*Goal of the exercise:* Any picture in the range stays out of the copy; retype exactly the lines from the one with "Return one point per instance of the ripple" to the end of the listing.
──────
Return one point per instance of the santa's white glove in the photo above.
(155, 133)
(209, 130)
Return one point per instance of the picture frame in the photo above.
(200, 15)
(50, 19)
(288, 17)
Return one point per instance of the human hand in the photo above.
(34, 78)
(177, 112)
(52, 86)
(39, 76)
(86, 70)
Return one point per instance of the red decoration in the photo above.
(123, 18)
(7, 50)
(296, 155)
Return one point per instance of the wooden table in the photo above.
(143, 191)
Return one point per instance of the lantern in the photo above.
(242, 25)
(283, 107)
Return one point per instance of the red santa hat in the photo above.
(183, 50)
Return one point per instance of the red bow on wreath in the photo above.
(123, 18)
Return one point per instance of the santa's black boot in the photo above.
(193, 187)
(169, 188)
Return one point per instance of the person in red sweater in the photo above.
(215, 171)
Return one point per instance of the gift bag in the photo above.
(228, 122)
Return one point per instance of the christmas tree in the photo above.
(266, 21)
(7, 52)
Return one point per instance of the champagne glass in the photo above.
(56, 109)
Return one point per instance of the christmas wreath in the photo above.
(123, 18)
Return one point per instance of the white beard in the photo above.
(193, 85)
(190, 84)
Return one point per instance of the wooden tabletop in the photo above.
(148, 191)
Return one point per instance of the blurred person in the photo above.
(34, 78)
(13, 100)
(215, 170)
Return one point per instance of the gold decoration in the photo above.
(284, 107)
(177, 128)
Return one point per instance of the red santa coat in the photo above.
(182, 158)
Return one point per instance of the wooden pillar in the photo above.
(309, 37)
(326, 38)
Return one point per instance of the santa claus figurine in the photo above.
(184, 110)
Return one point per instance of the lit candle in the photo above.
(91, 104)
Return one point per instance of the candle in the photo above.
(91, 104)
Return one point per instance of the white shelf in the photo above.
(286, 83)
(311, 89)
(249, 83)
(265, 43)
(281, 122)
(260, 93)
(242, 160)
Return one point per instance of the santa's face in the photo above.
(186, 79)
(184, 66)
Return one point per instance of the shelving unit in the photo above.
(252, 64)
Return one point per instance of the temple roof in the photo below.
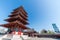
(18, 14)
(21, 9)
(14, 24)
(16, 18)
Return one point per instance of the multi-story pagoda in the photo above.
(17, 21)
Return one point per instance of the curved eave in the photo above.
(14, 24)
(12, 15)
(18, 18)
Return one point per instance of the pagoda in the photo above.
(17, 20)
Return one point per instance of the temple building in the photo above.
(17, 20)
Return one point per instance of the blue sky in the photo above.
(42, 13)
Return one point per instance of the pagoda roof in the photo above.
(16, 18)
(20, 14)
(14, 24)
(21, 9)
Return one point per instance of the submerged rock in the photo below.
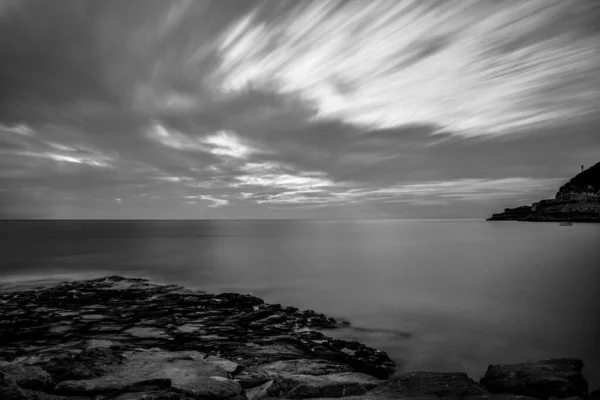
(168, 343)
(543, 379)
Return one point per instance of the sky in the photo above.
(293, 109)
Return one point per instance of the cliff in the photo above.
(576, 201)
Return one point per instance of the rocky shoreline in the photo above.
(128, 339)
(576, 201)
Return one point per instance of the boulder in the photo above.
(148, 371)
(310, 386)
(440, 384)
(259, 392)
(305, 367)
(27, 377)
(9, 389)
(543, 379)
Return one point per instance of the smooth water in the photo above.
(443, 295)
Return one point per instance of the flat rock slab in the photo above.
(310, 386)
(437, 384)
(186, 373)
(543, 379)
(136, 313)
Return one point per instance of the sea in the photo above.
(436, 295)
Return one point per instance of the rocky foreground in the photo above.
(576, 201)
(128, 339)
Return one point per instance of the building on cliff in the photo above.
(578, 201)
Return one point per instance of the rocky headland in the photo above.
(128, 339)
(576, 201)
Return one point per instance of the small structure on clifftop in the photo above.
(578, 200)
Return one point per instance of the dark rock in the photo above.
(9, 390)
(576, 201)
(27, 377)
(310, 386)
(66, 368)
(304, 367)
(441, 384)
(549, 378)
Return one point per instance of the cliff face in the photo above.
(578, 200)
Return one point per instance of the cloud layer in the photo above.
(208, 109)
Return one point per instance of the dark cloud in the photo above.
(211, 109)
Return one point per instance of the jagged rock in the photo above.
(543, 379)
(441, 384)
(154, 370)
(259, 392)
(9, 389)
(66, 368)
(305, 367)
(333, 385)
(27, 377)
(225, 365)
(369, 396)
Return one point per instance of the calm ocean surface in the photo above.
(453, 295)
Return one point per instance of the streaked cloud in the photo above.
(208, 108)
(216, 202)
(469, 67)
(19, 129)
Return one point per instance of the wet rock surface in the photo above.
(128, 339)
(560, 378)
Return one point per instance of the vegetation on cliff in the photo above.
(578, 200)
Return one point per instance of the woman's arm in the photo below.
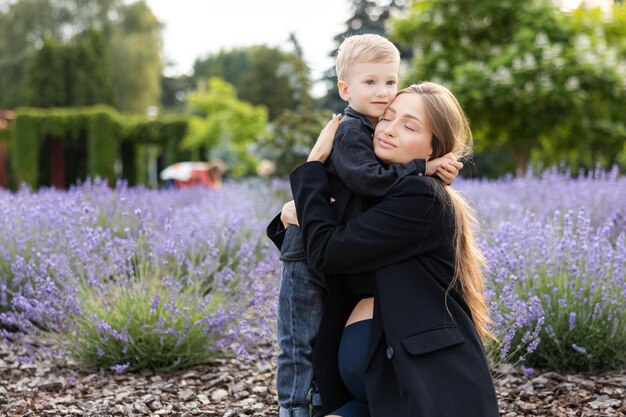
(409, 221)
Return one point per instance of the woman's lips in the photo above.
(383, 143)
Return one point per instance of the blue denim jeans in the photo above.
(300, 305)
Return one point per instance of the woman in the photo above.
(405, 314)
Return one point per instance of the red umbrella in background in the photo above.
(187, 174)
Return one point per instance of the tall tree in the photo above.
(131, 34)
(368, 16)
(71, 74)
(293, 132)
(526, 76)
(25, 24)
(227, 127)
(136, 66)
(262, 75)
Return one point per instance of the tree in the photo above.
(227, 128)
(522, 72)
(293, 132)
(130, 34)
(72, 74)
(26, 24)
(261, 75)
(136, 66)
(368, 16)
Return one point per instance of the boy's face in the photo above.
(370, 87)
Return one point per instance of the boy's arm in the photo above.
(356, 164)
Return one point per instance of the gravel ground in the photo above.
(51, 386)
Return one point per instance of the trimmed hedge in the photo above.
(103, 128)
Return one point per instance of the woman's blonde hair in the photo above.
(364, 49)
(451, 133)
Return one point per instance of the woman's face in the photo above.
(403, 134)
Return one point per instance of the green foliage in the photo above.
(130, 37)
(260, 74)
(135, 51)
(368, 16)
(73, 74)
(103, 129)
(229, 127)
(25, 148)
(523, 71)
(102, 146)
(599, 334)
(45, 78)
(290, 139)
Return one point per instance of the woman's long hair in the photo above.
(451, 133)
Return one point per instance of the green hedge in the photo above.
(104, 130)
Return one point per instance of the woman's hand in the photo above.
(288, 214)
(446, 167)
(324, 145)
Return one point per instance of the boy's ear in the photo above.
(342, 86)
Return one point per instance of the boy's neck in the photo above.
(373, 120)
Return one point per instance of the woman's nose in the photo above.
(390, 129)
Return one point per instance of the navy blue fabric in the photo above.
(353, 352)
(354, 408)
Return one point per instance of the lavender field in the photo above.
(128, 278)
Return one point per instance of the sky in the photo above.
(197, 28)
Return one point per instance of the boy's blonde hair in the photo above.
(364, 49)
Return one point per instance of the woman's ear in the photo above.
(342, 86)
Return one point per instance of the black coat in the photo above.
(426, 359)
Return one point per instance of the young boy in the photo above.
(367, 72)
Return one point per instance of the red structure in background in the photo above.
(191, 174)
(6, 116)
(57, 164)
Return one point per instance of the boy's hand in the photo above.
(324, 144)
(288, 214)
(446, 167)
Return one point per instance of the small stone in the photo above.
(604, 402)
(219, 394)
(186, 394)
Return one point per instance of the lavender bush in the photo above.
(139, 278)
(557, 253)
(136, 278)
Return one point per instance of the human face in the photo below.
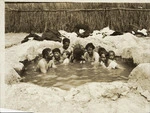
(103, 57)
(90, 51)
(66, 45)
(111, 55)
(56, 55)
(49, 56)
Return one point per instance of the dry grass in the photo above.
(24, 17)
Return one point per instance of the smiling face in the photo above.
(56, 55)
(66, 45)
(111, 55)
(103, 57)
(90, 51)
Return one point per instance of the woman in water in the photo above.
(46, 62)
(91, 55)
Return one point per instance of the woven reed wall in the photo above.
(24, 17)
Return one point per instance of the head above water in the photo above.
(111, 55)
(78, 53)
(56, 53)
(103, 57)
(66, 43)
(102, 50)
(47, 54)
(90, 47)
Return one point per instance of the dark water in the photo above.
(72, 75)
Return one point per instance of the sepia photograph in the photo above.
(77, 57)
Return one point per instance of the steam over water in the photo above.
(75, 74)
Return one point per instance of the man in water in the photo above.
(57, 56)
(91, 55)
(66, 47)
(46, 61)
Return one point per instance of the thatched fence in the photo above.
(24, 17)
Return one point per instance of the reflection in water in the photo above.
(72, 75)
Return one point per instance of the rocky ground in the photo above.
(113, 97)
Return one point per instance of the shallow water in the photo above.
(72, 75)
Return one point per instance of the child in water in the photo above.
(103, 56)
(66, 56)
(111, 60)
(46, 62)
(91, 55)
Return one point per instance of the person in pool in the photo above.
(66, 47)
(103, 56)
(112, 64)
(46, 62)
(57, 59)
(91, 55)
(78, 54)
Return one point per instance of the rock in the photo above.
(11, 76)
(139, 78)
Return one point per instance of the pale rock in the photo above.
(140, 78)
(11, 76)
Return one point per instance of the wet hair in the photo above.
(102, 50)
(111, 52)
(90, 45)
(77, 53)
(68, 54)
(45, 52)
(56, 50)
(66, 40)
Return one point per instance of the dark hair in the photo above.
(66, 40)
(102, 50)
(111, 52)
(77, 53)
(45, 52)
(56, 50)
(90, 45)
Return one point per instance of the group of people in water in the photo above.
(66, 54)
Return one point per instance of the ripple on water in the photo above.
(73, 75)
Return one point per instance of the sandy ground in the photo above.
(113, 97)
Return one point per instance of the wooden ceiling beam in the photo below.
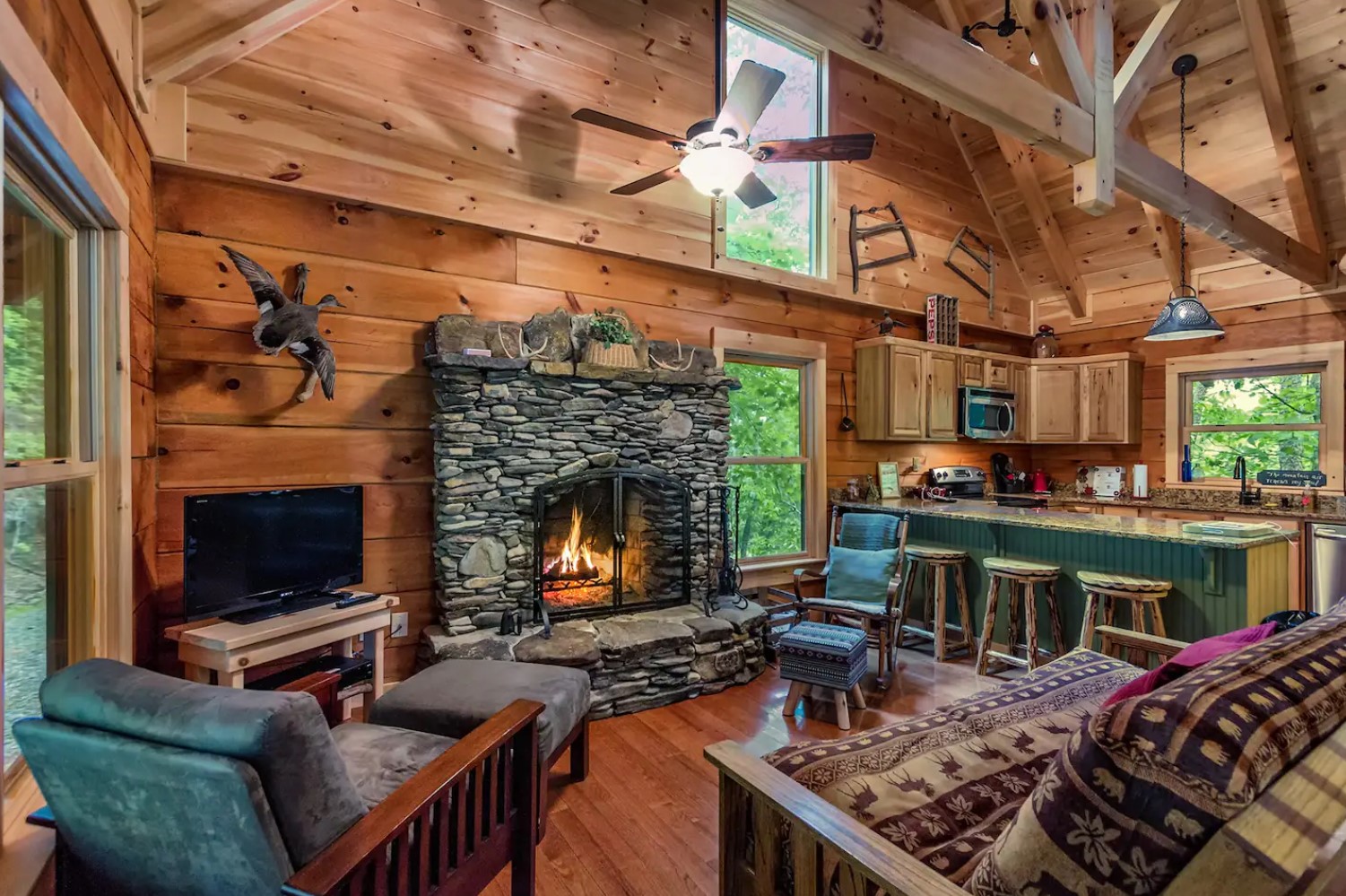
──────
*Exercise result:*
Return one point per instance of the ripple on water in the photo above.
(73, 75)
Return one point per instance of the sandy ground in the photo above.
(113, 97)
Return one point per instance of the wooden ceiling beam in the photo below.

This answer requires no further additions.